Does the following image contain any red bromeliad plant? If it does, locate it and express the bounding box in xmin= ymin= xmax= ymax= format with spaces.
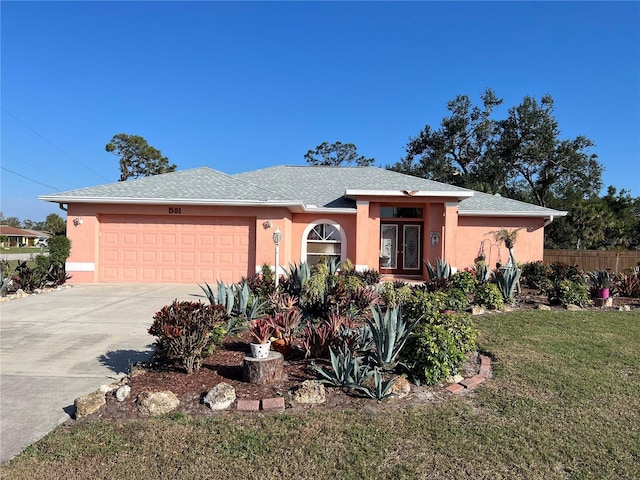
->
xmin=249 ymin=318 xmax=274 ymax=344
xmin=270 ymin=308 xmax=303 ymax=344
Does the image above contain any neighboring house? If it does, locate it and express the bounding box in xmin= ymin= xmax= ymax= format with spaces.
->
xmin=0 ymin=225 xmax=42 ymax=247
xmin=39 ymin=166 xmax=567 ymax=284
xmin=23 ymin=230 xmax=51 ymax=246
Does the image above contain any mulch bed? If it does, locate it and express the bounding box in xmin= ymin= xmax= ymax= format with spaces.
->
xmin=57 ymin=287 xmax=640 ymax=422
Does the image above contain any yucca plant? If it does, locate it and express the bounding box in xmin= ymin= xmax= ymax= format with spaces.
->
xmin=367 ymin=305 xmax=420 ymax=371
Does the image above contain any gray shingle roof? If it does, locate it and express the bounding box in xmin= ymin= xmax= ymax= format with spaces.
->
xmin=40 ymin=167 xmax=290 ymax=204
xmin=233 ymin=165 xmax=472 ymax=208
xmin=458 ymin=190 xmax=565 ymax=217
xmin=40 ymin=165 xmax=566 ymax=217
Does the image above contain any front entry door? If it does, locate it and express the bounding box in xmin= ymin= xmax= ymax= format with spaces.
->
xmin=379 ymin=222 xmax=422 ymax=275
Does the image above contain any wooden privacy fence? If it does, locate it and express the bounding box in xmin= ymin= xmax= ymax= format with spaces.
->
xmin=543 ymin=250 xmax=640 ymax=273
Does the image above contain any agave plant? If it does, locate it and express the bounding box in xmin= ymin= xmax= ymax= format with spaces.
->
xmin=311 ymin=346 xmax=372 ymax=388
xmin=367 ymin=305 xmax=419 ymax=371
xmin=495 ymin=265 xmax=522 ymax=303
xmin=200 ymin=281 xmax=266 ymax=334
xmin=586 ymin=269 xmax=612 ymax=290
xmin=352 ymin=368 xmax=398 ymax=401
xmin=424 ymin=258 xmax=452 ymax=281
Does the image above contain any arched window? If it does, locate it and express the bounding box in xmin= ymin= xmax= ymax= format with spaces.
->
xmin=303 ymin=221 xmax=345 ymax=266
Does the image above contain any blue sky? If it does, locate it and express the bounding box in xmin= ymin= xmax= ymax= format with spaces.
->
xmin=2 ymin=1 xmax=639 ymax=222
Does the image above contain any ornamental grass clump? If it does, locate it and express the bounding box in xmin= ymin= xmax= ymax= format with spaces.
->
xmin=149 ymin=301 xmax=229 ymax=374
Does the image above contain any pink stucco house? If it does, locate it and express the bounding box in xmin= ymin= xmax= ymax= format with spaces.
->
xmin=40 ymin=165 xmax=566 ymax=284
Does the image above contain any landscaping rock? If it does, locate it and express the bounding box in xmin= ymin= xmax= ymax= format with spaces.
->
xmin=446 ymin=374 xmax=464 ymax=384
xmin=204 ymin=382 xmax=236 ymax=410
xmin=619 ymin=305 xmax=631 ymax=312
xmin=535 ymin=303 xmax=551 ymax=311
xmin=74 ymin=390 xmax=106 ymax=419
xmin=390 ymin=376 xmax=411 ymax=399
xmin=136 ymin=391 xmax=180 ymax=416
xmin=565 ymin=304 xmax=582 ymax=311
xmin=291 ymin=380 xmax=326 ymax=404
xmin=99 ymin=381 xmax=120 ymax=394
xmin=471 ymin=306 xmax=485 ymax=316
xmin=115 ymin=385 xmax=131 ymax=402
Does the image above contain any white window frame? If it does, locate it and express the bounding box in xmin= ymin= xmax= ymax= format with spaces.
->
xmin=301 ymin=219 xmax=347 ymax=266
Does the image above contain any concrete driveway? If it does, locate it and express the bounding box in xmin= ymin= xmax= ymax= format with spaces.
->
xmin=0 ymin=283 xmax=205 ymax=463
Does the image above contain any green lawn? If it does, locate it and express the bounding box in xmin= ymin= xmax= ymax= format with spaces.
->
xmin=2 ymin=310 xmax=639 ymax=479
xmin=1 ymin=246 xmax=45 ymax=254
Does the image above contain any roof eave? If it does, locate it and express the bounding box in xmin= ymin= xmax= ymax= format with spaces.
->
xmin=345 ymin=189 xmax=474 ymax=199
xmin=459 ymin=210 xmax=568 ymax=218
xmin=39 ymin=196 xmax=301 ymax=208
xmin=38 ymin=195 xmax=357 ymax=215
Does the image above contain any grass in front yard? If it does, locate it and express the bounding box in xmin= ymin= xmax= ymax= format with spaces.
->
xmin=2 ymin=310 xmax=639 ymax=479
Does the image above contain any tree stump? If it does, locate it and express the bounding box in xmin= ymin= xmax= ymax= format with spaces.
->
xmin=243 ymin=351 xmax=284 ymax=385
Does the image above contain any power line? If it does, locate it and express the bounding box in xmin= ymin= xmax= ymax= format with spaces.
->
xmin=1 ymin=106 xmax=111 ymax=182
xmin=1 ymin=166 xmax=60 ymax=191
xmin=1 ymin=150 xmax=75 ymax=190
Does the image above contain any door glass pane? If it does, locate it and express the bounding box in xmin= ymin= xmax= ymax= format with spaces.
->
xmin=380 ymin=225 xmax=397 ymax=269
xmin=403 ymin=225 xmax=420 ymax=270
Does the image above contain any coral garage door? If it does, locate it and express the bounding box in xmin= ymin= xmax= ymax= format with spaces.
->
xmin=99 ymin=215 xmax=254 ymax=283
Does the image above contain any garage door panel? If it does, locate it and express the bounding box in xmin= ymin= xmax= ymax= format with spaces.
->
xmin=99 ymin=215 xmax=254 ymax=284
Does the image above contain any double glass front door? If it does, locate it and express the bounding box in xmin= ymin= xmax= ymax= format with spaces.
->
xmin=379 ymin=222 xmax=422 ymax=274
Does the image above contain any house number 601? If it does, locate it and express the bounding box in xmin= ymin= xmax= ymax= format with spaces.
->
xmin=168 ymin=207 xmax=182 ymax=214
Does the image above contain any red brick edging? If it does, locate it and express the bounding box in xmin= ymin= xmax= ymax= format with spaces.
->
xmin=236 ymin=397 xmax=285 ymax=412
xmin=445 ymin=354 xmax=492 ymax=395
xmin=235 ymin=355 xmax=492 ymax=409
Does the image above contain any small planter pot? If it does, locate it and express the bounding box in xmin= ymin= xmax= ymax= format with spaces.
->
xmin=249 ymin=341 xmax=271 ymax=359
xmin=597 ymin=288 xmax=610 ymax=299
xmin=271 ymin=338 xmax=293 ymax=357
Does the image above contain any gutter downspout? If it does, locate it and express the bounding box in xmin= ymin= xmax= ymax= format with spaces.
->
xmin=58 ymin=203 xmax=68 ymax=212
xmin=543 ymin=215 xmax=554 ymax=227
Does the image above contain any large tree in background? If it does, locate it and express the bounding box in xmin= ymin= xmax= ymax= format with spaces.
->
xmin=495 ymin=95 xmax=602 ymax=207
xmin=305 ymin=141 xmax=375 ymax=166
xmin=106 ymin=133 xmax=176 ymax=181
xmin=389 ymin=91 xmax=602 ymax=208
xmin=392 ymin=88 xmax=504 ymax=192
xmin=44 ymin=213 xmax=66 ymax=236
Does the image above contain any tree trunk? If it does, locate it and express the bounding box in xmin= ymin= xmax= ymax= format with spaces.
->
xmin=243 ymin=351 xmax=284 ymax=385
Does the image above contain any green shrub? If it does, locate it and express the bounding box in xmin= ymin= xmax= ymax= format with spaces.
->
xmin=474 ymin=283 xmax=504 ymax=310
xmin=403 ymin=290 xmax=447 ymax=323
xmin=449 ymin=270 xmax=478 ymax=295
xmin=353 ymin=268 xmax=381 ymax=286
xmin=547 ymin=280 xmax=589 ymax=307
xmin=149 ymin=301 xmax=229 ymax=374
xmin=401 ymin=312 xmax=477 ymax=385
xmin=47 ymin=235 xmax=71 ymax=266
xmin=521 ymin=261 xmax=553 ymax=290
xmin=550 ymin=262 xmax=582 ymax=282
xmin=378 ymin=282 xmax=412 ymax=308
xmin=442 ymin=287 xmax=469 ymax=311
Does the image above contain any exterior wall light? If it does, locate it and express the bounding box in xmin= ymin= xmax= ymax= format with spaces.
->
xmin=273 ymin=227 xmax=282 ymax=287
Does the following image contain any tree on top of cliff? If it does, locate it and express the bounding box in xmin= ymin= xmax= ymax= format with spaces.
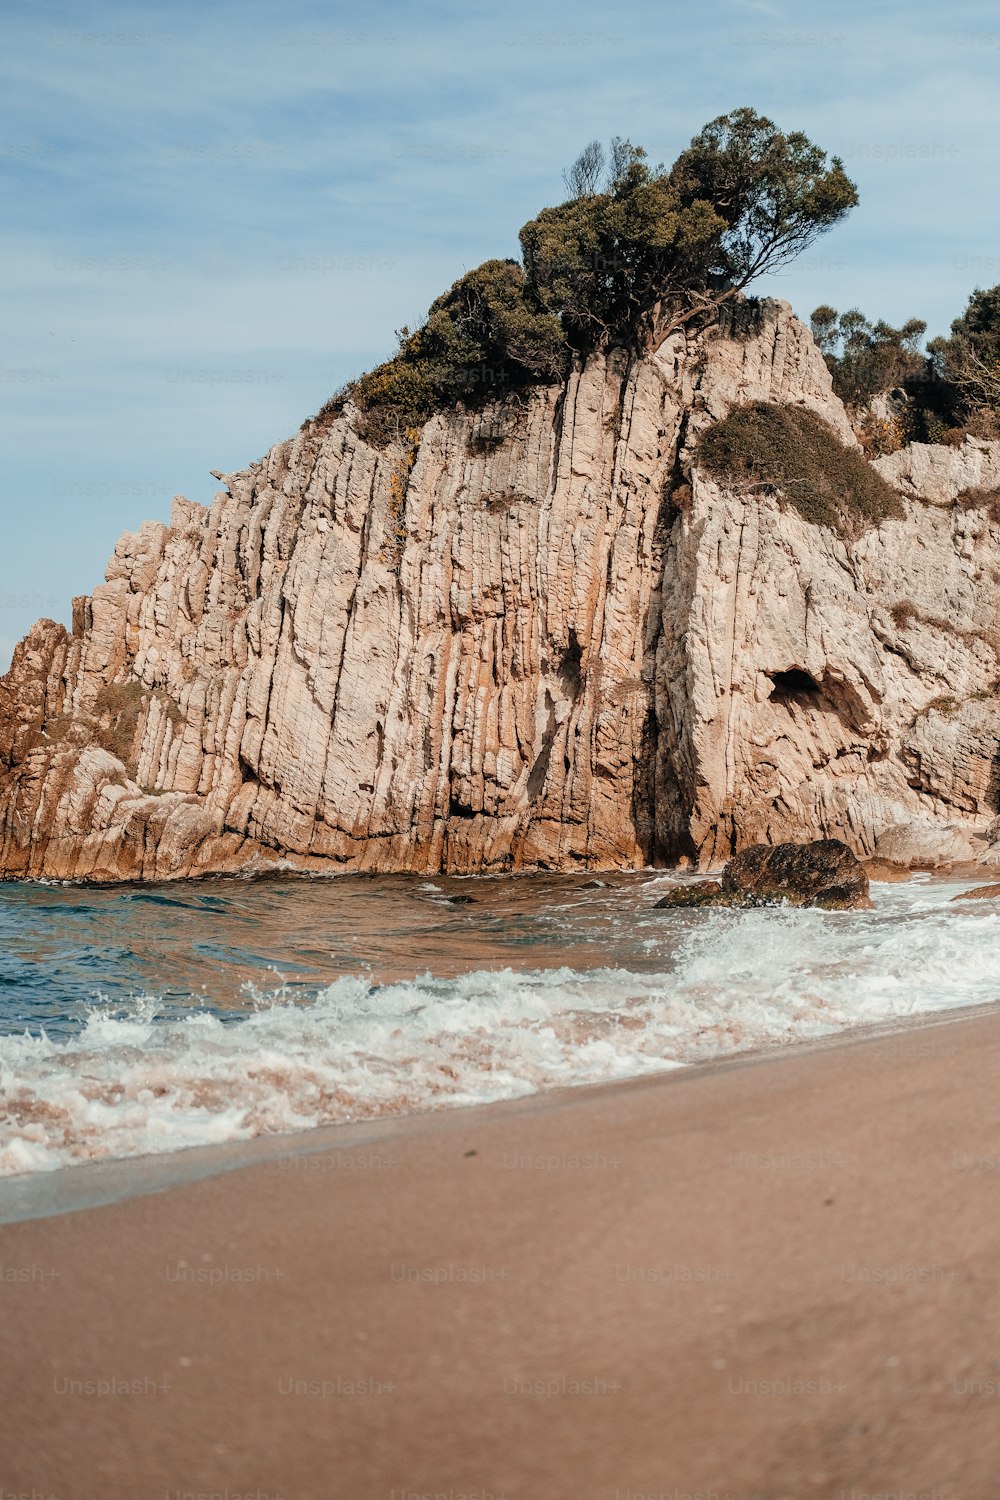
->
▬▬▬▬▬▬▬▬▬▬
In the listing, find all lines with the string "garage" and copy them.

Does the image above contain any coral garage door? If it does, locate it and express the bounding box in xmin= ymin= xmax= ymax= format with spaces.
Does the image above contain any garage door panel? If it does, locate it and express the bounding box in xmin= ymin= xmax= ymax= format with spaces.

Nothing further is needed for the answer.